> _Text under study_
I was going to play hockey after work but I seem to have caught some horrible stomach bug, so instead I went home and picked my hitch lock.

It turns out my $29 hitch lock is a wafer lock with a couple keyway covers. It’s about as secure as my file cabinet.

In fact, all Yakima locks are file cabinet secure, since they all use the same SKS lock core:

Of course, there are plenty of other ways to steal bikes off a car. Securing your bike to a rack isn’t much different from locking your front door.

30×26 Day 19

I’ve spent the last couple days working on my gun lock. The mechanism is crap and the keyway is just small enough that I can’t get both a tensioner and a pick in there.

That’s okay, because…

Wonder hook powers activate! Form of tensioner!

The hook has proven itself to be one of my most versatile tools. I still didn’t have a lot of room to work because of where my thumb was, but the magical Bogota took care of that.

At this point, I’m wishing I had both a larger and a smaller tensioner, but I also have plenty I can learn with what I have so I’ll go with that.

As for never picking a lock I rely on, if I needed a gun lock I could rely on I sure as hell wouldn’t use this one. That much was obvious even before I learned to pick.

(Stored rows)

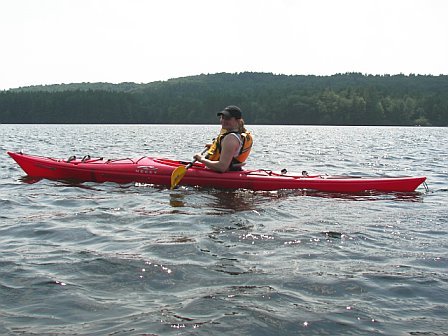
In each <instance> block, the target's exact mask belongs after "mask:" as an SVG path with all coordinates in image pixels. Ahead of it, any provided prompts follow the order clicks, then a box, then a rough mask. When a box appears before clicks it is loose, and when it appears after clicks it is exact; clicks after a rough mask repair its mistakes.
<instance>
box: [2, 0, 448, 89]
mask: <svg viewBox="0 0 448 336" xmlns="http://www.w3.org/2000/svg"><path fill="white" fill-rule="evenodd" d="M447 17H448V1H446V0H0V34H1V35H0V36H1V39H0V45H1V50H0V90H7V89H9V88H16V87H23V86H30V85H48V84H61V83H81V82H110V83H121V82H135V83H149V82H154V81H159V80H168V79H170V78H178V77H185V76H194V75H200V74H212V73H220V72H227V73H238V72H245V71H251V72H268V73H274V74H287V75H310V74H311V75H332V74H336V73H346V72H361V73H364V74H374V75H375V74H399V73H402V74H406V75H408V74H432V75H440V74H444V75H447V74H448V19H447Z"/></svg>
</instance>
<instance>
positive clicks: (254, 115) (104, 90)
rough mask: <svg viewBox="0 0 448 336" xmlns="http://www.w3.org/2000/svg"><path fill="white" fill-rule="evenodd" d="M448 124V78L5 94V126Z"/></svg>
mask: <svg viewBox="0 0 448 336" xmlns="http://www.w3.org/2000/svg"><path fill="white" fill-rule="evenodd" d="M227 105H238V106H240V107H241V108H242V110H243V115H244V119H245V121H246V123H248V124H283V125H288V124H291V125H398V126H413V125H421V126H447V125H448V76H446V75H440V76H430V75H409V76H406V75H363V74H360V73H346V74H337V75H332V76H313V75H310V76H299V75H294V76H288V75H274V74H272V73H252V72H244V73H236V74H228V73H220V74H207V75H206V74H202V75H198V76H191V77H183V78H176V79H170V80H168V81H160V82H152V83H148V84H136V83H121V84H111V83H73V84H61V85H49V86H32V87H24V88H18V89H12V90H7V91H1V92H0V123H17V124H20V123H46V124H52V123H53V124H70V123H76V124H87V123H89V124H90V123H94V124H98V123H99V124H211V123H216V112H217V111H220V110H221V109H222V108H224V107H225V106H227Z"/></svg>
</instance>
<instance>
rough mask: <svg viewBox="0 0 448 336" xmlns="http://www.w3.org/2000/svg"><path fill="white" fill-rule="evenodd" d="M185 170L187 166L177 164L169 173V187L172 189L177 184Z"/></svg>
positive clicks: (179, 181)
mask: <svg viewBox="0 0 448 336" xmlns="http://www.w3.org/2000/svg"><path fill="white" fill-rule="evenodd" d="M186 172H187V168H185V166H179V167H177V168H176V169H174V170H173V172H172V173H171V189H174V188H175V187H176V186H177V185H178V184H179V182H180V180H182V178H183V177H184V175H185V173H186Z"/></svg>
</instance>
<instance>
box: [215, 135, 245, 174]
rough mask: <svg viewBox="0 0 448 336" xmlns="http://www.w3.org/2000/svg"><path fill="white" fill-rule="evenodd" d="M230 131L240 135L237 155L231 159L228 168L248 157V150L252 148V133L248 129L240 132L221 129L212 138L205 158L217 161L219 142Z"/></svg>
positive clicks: (233, 165)
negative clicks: (227, 130) (219, 133)
mask: <svg viewBox="0 0 448 336" xmlns="http://www.w3.org/2000/svg"><path fill="white" fill-rule="evenodd" d="M230 133H235V134H237V135H239V136H241V141H242V145H241V149H240V151H239V153H238V155H237V156H235V157H234V158H233V159H232V162H231V164H230V170H232V166H234V165H235V166H238V165H240V167H241V164H242V163H244V162H245V161H246V160H247V158H248V157H249V154H250V150H251V149H252V144H253V137H252V134H251V133H250V132H249V131H246V132H243V133H240V132H236V131H231V132H227V130H222V131H221V133H220V134H219V135H218V136H217V137H216V139H214V140H213V143H212V145H211V146H210V148H209V150H208V151H207V159H209V160H211V161H219V158H220V156H221V143H222V140H223V139H224V138H225V137H226V136H227V135H229V134H230Z"/></svg>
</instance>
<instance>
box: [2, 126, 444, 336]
mask: <svg viewBox="0 0 448 336" xmlns="http://www.w3.org/2000/svg"><path fill="white" fill-rule="evenodd" d="M250 128H251V129H252V130H253V132H254V134H255V137H256V143H255V148H254V152H253V154H252V156H251V158H250V163H249V168H269V169H274V170H280V169H282V168H287V169H288V171H290V172H301V171H302V170H307V171H308V172H310V173H328V174H350V175H355V176H366V175H369V176H383V175H388V176H401V175H413V176H417V175H425V176H427V177H428V185H429V192H426V191H425V189H424V188H422V187H420V188H419V189H418V190H417V192H415V193H404V194H403V193H401V194H396V193H391V194H375V193H372V194H365V195H343V194H326V193H313V192H309V191H280V192H271V193H265V192H257V193H254V192H249V191H243V190H239V191H220V190H210V189H195V188H190V187H189V188H180V189H177V190H175V191H170V190H168V189H165V188H160V187H153V186H147V185H132V184H130V185H117V184H114V183H104V184H96V183H84V184H79V185H73V184H68V183H64V182H57V181H48V180H41V181H39V182H37V183H30V182H32V181H29V180H27V179H26V178H24V173H23V172H22V171H21V170H20V168H19V167H18V166H17V165H16V164H15V163H14V162H13V161H12V160H11V159H10V158H9V157H8V156H7V155H6V153H5V152H6V150H21V149H23V151H24V152H28V153H31V154H39V155H48V156H55V157H61V158H68V157H69V156H70V155H77V156H83V155H86V154H90V155H92V156H93V155H98V156H104V157H107V158H125V157H139V156H142V155H150V156H163V157H168V158H177V159H182V160H189V159H190V158H191V157H192V155H193V154H194V153H195V152H200V151H201V150H202V144H203V143H206V142H208V141H209V140H210V139H211V138H212V137H213V135H214V133H215V132H216V131H217V130H218V128H217V126H216V125H212V126H163V125H160V126H146V125H145V126H143V125H142V126H121V125H120V126H116V125H114V126H113V125H106V126H99V125H71V126H67V125H0V130H1V133H0V148H1V151H2V153H3V154H2V155H1V156H0V167H1V172H0V204H1V213H0V246H1V248H0V334H5V335H16V334H20V335H37V334H39V335H42V334H44V335H48V334H51V335H74V334H76V335H92V334H101V335H142V334H145V335H147V334H149V335H178V334H182V335H184V334H187V335H188V334H189V335H222V334H224V335H335V334H341V335H417V334H419V335H447V333H448V318H447V317H448V307H447V306H448V235H447V223H448V211H447V199H448V180H447V176H448V168H447V162H448V149H447V146H446V142H447V141H446V140H447V139H448V129H446V128H393V127H390V128H388V127H382V128H376V127H370V128H369V127H291V126H290V127H282V126H275V127H273V126H254V127H250Z"/></svg>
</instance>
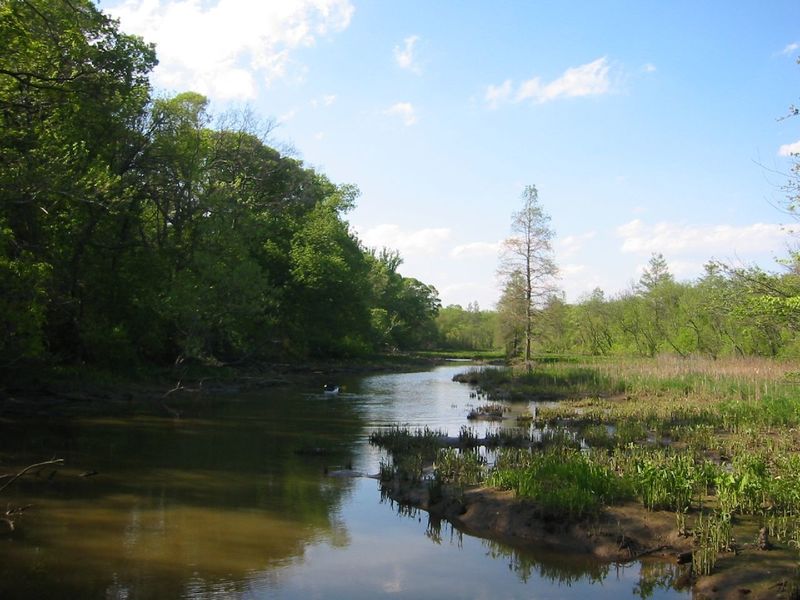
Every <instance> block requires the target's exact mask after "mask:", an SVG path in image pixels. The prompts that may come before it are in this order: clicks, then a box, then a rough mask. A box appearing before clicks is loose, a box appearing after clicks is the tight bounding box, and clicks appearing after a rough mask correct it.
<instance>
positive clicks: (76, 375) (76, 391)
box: [0, 355, 444, 417]
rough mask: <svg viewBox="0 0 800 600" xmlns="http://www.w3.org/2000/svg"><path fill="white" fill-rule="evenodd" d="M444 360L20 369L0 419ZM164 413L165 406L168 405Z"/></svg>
mask: <svg viewBox="0 0 800 600" xmlns="http://www.w3.org/2000/svg"><path fill="white" fill-rule="evenodd" d="M442 362H444V359H436V358H427V357H416V356H410V355H409V356H385V357H382V356H378V357H373V358H366V359H363V360H358V361H308V362H298V363H270V364H261V365H251V366H247V367H231V366H219V367H208V366H196V365H195V366H189V367H185V368H172V369H148V370H145V371H143V372H142V373H137V374H134V375H120V374H114V373H106V372H99V371H94V370H91V369H88V368H87V369H81V368H79V369H75V370H73V371H70V372H69V373H68V374H65V373H63V372H58V371H53V370H49V369H45V368H42V369H41V370H35V369H24V370H21V371H20V372H19V373H18V374H16V376H14V377H8V376H6V378H5V380H4V381H0V417H2V416H3V415H7V416H11V415H15V416H49V417H59V416H69V415H71V414H82V413H86V412H108V413H109V414H118V413H124V412H128V411H130V410H136V409H137V408H139V407H141V406H143V405H144V406H146V405H151V404H153V403H156V404H161V403H170V404H171V403H173V402H177V401H179V400H180V399H192V398H196V397H199V396H206V395H209V396H210V395H214V396H225V395H232V394H240V393H247V392H258V391H261V390H267V389H271V388H275V387H281V386H289V385H294V386H297V385H304V384H307V385H311V386H317V387H321V386H322V385H323V384H325V383H329V382H330V381H339V380H340V379H341V378H342V377H347V376H349V375H364V374H370V373H392V372H404V371H413V370H417V369H420V368H422V367H432V366H435V365H436V364H441V363H442ZM166 411H167V412H171V411H170V410H169V404H168V405H167V409H166Z"/></svg>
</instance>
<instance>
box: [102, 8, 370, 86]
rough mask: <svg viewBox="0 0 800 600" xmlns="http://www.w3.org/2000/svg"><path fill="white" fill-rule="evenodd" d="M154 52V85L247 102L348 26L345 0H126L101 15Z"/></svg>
mask: <svg viewBox="0 0 800 600" xmlns="http://www.w3.org/2000/svg"><path fill="white" fill-rule="evenodd" d="M106 10H107V11H108V12H109V13H110V14H111V15H112V16H114V17H116V18H119V19H120V22H121V26H122V29H123V30H125V31H127V32H130V33H135V34H138V35H141V36H142V37H143V38H144V39H145V40H146V41H148V42H155V44H156V45H157V47H158V58H159V64H158V66H157V67H156V68H155V70H154V72H153V83H154V84H155V85H156V86H159V87H163V88H166V89H171V90H183V89H194V90H197V91H199V92H201V93H203V94H206V95H208V96H210V97H212V98H218V99H223V100H226V99H239V100H242V99H244V100H248V99H253V98H254V97H255V96H256V93H257V90H258V86H259V83H263V84H265V85H269V83H270V82H273V81H275V80H277V79H280V78H282V77H286V76H287V75H289V74H290V71H292V68H293V67H295V69H294V70H295V71H296V72H302V70H303V68H302V66H296V64H295V63H294V62H293V58H292V55H293V52H294V51H295V50H296V49H298V48H302V47H308V46H312V45H313V44H314V43H315V42H316V40H317V39H318V38H320V37H323V36H325V35H329V34H330V33H332V32H337V31H342V30H344V29H346V28H347V27H348V25H349V24H350V20H351V18H352V15H353V11H354V7H353V5H352V4H351V3H350V0H281V2H251V1H250V0H211V1H210V2H202V3H201V2H197V1H196V0H164V1H161V2H159V1H158V0H155V1H153V0H125V1H124V2H121V3H119V4H116V5H115V6H110V7H108V8H107V9H106Z"/></svg>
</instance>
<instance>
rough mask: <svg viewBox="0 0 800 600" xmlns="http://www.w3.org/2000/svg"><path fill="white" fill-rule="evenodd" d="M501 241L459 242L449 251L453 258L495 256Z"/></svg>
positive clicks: (498, 250)
mask: <svg viewBox="0 0 800 600" xmlns="http://www.w3.org/2000/svg"><path fill="white" fill-rule="evenodd" d="M502 245H503V242H472V243H470V244H461V245H460V246H456V247H455V248H453V249H452V250H451V251H450V256H452V257H453V258H482V257H487V256H492V257H496V256H497V255H498V253H499V252H500V248H501V247H502Z"/></svg>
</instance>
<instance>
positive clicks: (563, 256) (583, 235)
mask: <svg viewBox="0 0 800 600" xmlns="http://www.w3.org/2000/svg"><path fill="white" fill-rule="evenodd" d="M596 235H597V232H596V231H587V232H586V233H581V234H580V235H568V236H566V237H563V238H561V239H559V240H557V241H556V250H557V251H558V256H559V258H569V257H570V256H573V255H575V254H577V253H578V252H580V251H581V250H582V249H583V246H584V245H585V244H586V242H588V241H589V240H591V239H592V238H593V237H595V236H596Z"/></svg>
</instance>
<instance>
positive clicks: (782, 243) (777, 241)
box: [617, 219, 789, 258]
mask: <svg viewBox="0 0 800 600" xmlns="http://www.w3.org/2000/svg"><path fill="white" fill-rule="evenodd" d="M617 236H618V237H620V238H622V248H621V250H622V251H623V252H631V253H642V254H649V253H652V252H664V253H672V254H682V253H683V254H688V253H691V252H696V251H703V252H704V253H706V254H707V255H708V258H711V256H712V255H730V254H733V253H738V252H765V251H769V250H777V249H778V248H780V247H781V245H782V244H784V243H786V242H787V241H788V239H789V234H788V233H787V232H786V231H785V229H784V228H783V226H781V225H778V224H774V223H754V224H752V225H745V226H734V225H708V226H699V225H683V224H679V223H668V222H661V223H655V224H653V225H649V224H647V223H644V222H643V221H641V220H639V219H635V220H633V221H630V222H629V223H625V224H624V225H621V226H620V227H618V228H617Z"/></svg>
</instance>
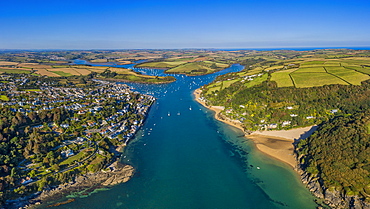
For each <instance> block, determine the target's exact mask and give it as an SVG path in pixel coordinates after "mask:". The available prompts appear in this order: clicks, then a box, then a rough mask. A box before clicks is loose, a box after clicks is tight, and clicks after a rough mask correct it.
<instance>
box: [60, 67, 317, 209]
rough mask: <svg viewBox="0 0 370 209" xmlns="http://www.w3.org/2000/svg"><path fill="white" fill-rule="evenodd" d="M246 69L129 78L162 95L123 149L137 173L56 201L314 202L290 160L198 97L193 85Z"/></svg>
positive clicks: (195, 203) (306, 207)
mask: <svg viewBox="0 0 370 209" xmlns="http://www.w3.org/2000/svg"><path fill="white" fill-rule="evenodd" d="M123 67H126V68H133V65H126V66H123ZM133 69H134V70H135V71H140V72H141V73H143V74H149V75H166V74H164V73H163V70H158V69H135V68H133ZM242 69H243V66H241V65H232V66H231V67H230V68H228V69H226V70H223V71H220V72H217V73H215V74H211V75H205V76H197V77H188V76H185V75H173V76H175V77H176V79H177V80H176V82H173V83H170V84H160V85H153V84H136V83H134V84H132V83H128V85H130V86H131V87H133V88H134V90H135V91H138V92H140V93H145V94H151V95H153V96H155V97H156V98H157V101H156V103H155V104H154V105H153V107H152V108H151V110H150V112H149V115H148V118H147V120H146V122H145V124H144V126H143V127H142V129H141V130H140V131H139V132H138V133H137V135H136V137H135V139H134V140H133V141H131V142H130V143H129V145H128V146H127V147H126V148H125V151H124V153H123V155H122V161H123V162H124V163H127V164H131V165H133V166H134V167H135V168H136V174H135V176H134V177H133V178H132V179H131V180H130V181H129V182H127V183H124V184H121V185H118V186H115V187H113V188H111V189H110V190H107V191H101V192H98V193H94V194H90V195H89V196H87V197H85V198H76V200H75V201H74V202H71V203H69V204H66V205H61V206H59V207H58V208H89V209H90V208H180V209H181V208H186V209H188V208H243V209H247V208H315V204H314V203H313V198H312V196H310V193H309V192H308V191H307V189H305V188H304V187H303V185H302V184H301V183H300V182H299V179H298V178H297V175H296V174H295V173H294V172H293V171H292V170H291V169H290V168H289V167H287V166H286V165H284V164H282V163H280V162H276V161H275V160H273V159H271V158H268V157H266V156H264V155H262V154H261V153H260V152H258V151H256V149H255V148H254V145H253V143H252V142H251V141H250V140H247V139H245V138H244V137H240V136H241V135H242V132H241V131H240V130H237V129H235V128H233V127H230V126H228V125H226V124H223V123H221V122H219V121H216V120H215V119H214V113H213V112H212V111H210V110H208V109H206V108H204V107H203V106H201V105H200V104H198V103H197V102H195V101H194V99H193V95H192V92H193V91H194V90H195V89H197V88H199V87H201V86H203V85H205V84H207V83H210V82H211V81H213V80H214V79H215V78H216V76H218V75H221V74H225V73H228V72H238V71H240V70H242ZM257 167H258V168H260V169H257Z"/></svg>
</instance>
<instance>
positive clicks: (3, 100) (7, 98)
mask: <svg viewBox="0 0 370 209" xmlns="http://www.w3.org/2000/svg"><path fill="white" fill-rule="evenodd" d="M0 100H3V101H6V102H7V101H9V97H8V96H6V95H0Z"/></svg>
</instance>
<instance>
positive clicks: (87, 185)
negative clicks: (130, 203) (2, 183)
mask: <svg viewBox="0 0 370 209" xmlns="http://www.w3.org/2000/svg"><path fill="white" fill-rule="evenodd" d="M110 167H111V168H112V171H100V172H96V173H90V174H85V175H82V176H78V177H76V178H75V179H74V181H72V182H69V183H65V184H62V185H58V186H56V187H53V188H49V189H46V190H44V191H42V192H41V193H40V192H38V193H35V194H33V195H31V196H28V197H25V198H20V199H17V200H14V201H11V202H9V203H8V204H7V205H6V207H5V208H29V207H32V206H33V205H38V204H42V203H45V202H49V201H55V200H58V199H61V198H63V197H65V196H66V195H68V194H71V193H74V192H80V191H84V193H86V194H88V193H90V192H93V191H94V190H95V189H98V188H102V187H109V186H114V185H117V184H120V183H124V182H127V181H128V180H130V178H131V177H132V176H133V175H134V173H135V170H134V168H133V167H132V166H130V165H123V164H120V163H118V162H115V163H114V164H113V165H112V166H110ZM0 208H1V207H0Z"/></svg>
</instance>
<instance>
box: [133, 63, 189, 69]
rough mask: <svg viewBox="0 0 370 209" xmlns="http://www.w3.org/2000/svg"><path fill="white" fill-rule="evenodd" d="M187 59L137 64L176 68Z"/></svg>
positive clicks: (159, 66) (141, 65) (153, 66)
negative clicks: (184, 60) (180, 60)
mask: <svg viewBox="0 0 370 209" xmlns="http://www.w3.org/2000/svg"><path fill="white" fill-rule="evenodd" d="M185 63H187V62H185V61H173V62H147V63H142V64H138V65H136V67H139V68H146V67H147V68H174V67H177V66H179V65H182V64H185Z"/></svg>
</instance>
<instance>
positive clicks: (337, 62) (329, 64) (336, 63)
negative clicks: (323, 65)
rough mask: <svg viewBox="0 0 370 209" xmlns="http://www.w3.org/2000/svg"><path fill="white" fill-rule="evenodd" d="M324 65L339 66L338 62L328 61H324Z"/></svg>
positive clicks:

> _Exercises_
A - According to the lockpicking text, why are all Yakima locks called "file cabinet secure"?
B - Copy out the stretch of the lockpicking text from "That’s okay, because…" through "go with that.".

> _Task solutions_
A - They all use the same SKS lock core. That is the core in the $29 hitch lock, which the writer found to be a wafer lock with a couple of keyway covers and about as secure as a file cabinet.

B -
That’s okay, because…

Wonder hook powers activate! Form of tensioner!

The hook has proven itself to be one of my most versatile tools. I still didn’t have a lot of room to work because of where my thumb was, but the magical Bogota took care of that.

At this point, I’m wishing I had both a larger and a smaller tensioner, but I also have plenty I can learn with what I have so I’ll go with that.